#### Challenge:
Reproduce the entries between the line containing "cabinet door, written" and the line containing "x=390 y=334", inclusive, keeping the requests, and shift every coordinate in the answer points by adding -36 to each x and y value. Leave the requests and their sample coordinates unchanged.

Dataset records
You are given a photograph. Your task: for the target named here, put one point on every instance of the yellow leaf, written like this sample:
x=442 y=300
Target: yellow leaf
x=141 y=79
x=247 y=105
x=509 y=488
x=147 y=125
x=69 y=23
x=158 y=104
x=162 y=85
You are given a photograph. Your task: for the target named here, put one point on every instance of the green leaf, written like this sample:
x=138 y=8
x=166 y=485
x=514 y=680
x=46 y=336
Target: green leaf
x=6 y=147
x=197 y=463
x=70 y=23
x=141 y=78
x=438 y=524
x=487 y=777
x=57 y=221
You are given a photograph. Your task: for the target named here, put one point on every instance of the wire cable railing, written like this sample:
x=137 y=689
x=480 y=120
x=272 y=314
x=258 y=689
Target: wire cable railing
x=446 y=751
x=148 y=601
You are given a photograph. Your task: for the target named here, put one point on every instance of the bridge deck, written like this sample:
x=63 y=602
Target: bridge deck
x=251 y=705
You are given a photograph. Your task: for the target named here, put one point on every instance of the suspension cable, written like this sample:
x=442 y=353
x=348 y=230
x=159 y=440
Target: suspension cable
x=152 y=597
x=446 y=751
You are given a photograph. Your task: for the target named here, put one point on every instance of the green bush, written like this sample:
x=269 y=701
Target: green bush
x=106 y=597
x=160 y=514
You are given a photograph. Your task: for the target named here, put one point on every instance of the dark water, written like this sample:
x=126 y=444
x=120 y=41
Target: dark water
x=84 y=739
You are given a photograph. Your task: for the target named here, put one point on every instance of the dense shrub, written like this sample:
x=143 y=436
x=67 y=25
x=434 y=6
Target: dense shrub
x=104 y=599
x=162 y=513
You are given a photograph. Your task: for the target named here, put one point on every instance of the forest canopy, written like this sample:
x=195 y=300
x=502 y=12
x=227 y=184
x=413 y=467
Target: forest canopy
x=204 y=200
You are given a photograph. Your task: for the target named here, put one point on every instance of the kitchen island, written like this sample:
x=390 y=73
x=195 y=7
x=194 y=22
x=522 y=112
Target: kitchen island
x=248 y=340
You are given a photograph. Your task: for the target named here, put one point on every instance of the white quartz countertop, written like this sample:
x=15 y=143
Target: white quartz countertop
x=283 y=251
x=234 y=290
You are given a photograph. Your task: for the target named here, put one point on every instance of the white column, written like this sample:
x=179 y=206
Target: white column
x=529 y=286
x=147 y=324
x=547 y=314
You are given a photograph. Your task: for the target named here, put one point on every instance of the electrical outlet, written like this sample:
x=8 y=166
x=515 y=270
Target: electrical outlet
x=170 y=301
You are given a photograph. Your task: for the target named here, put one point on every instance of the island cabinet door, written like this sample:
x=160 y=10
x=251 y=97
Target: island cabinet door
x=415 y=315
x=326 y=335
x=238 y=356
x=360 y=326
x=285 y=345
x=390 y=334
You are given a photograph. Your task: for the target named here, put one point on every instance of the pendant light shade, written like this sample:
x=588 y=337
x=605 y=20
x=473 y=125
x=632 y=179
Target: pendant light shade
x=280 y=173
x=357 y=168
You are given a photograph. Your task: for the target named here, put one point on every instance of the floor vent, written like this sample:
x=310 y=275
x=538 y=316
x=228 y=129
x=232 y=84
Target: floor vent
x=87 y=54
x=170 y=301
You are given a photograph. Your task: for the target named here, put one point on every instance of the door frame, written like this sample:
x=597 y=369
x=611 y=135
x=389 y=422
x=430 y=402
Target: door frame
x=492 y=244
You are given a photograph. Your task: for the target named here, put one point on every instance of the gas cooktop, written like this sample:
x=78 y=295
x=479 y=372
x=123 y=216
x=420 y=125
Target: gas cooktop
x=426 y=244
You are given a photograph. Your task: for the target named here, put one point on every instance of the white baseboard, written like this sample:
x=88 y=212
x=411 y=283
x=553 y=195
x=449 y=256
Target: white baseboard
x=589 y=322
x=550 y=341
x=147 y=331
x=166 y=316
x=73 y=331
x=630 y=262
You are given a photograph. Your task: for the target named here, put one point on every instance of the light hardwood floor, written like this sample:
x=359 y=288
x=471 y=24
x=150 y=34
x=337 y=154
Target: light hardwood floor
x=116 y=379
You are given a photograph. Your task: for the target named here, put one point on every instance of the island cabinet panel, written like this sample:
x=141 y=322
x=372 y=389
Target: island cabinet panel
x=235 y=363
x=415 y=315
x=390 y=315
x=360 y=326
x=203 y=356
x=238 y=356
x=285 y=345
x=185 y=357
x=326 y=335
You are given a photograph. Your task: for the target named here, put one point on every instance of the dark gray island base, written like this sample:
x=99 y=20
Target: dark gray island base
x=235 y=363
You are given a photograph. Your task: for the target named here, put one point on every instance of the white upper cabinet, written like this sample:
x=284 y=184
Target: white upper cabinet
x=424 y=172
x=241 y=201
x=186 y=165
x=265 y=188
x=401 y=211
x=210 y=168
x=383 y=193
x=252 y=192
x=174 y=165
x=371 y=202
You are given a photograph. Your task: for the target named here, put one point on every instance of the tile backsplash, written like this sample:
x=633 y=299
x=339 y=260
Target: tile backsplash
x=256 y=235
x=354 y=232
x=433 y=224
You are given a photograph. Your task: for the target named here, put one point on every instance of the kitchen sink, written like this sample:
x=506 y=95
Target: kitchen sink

#### Task solution:
You are given a photograph. Your task: for the target named here, put one point on every instance of the island cabinet door, written like this sample:
x=160 y=10
x=251 y=97
Target: island cabinet door
x=379 y=279
x=290 y=299
x=202 y=320
x=324 y=290
x=249 y=309
x=354 y=298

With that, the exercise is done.